§ **課題**:
1) Pinterestについての記事によると、ヘアサロン「L'arte」はどこにありますか。
2) Pinterestについての記事のうち、「現在、Apple公式サイトの」から「あって良いなと思ったんです」」までを、末尾の語句も含めて原文どおりに書き写してください。

§ **抽出テキスト**:
· · ·

Pinterest

現在、Apple公式サイトのスペシャルコンテンツ『iPadで変わる』特集でも紹介されているビジュアルブックマークサービスPinterest。オンライン上のイメージをスクラップするように集めることができるサービスですが、それが一体どんなことに役立つのか。サービス提供側と利用者側の双方にお話をお聞きし、前編に続いて後編では二人のユーザーさんのお話をお届けします。


言葉で伝わらないイメージを共有する

北青山にあるヘアサロン「L'arte」のオーナー・松本良輔さんは、20年以上のAppleファン。店舗では予約・会計用として早くからMacを導入し、現在も数台のMacBookシリーズが活躍中。待合用のソファにはiPadが置かれています。松本さんはこれを使って、Pinterestで作ったへカタログをお客様に見てもらっています。

松本さん 「使い方がよく分からなくてずっと見ているだけだったのですが、ある時ヘアアーティスト関連の画像が多いことに気がついて、これは使えるんじゃないかと。かねてからヘアサロンの中でもお客様の需要が紙媒体よりデジタル画像に移り変わっていましたし、検索性もあって良いなと思ったんです」

ヘアサロン「L'arte」のオーナー・松本良輔さん

当初は松本さん個人のiPhoneを使っていましたが、数カ月前に店舗のアカウントを作りiPadを使って運用を始めました。カテゴリ分けがしやすいので冊子のヘアカタログよりも探しやすく、トレンドに応じてどんどん追加していくことが可能。言葉では伝えきれないカラーの染まり具合やパーマの仕上がりを伝えるために豊富な画像を用意でき、iPadと組み合わせれば、お客様と対話しながら見るのにも最適です。さらにスタッフにとっても意外な利点がありました。

· · ·

ポインティングデータセットの抜粋:
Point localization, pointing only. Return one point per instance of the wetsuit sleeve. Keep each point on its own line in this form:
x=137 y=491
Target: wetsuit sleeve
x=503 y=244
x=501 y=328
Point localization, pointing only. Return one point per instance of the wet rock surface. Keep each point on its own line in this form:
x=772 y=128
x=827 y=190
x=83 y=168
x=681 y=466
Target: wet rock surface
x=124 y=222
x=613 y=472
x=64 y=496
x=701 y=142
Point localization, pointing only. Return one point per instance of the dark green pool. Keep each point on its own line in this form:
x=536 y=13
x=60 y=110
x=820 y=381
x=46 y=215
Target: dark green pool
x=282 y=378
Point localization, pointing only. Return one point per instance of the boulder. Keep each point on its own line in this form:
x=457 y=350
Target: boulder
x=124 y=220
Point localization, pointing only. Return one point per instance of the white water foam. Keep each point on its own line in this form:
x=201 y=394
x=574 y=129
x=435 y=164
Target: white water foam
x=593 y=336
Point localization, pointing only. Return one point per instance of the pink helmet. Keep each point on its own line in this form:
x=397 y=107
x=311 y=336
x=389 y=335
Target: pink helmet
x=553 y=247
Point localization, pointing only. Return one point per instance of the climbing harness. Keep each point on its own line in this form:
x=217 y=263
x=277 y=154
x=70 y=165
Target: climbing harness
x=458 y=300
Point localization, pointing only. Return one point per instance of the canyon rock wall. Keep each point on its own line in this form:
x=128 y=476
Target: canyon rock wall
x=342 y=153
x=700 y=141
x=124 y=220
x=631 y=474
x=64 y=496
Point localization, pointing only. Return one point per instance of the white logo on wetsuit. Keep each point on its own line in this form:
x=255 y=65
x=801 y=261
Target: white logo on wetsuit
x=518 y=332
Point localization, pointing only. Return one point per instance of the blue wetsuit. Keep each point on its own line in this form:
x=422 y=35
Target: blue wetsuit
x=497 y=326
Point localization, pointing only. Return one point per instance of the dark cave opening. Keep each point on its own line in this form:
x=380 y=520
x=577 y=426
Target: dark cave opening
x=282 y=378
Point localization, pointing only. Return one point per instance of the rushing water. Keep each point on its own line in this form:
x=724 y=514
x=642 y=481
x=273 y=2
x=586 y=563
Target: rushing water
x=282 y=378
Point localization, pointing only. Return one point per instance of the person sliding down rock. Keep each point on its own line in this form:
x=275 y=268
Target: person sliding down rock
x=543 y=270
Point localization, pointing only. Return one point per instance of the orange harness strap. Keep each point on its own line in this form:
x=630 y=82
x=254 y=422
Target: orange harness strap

· · ·

§ **解答例**:
1) 北青山にあります。

2)
現在、Apple公式サイトのスペシャルコンテンツ『iPadで変わる』特集でも紹介されているビジュアルブックマークサービスPinterest。オンライン上のイメージをスクラップするように集めることができるサービスですが、それが一体どんなことに役立つのか。サービス提供側と利用者側の双方にお話をお聞きし、前編に続いて後編では二人のユーザーさんのお話をお届けします。


言葉で伝わらないイメージを共有する

北青山にあるヘアサロン「L'arte」のオーナー・松本良輔さんは、20年以上のAppleファン。店舗では予約・会計用として早くからMacを導入し、現在も数台のMacBookシリーズが活躍中。待合用のソファにはiPadが置かれています。松本さんはこれを使って、Pinterestで作ったへカタログをお客様に見てもらっています。

松本さん 「使い方がよく分からなくてずっと見ているだけだったのですが、ある時ヘアアーティスト関連の画像が多いことに気がついて、これは使えるんじゃないかと。かねてからヘアサロンの中でもお客様の需要が紙媒体よりデジタル画像に移り変わっていましたし、検索性もあって良いなと思ったんです」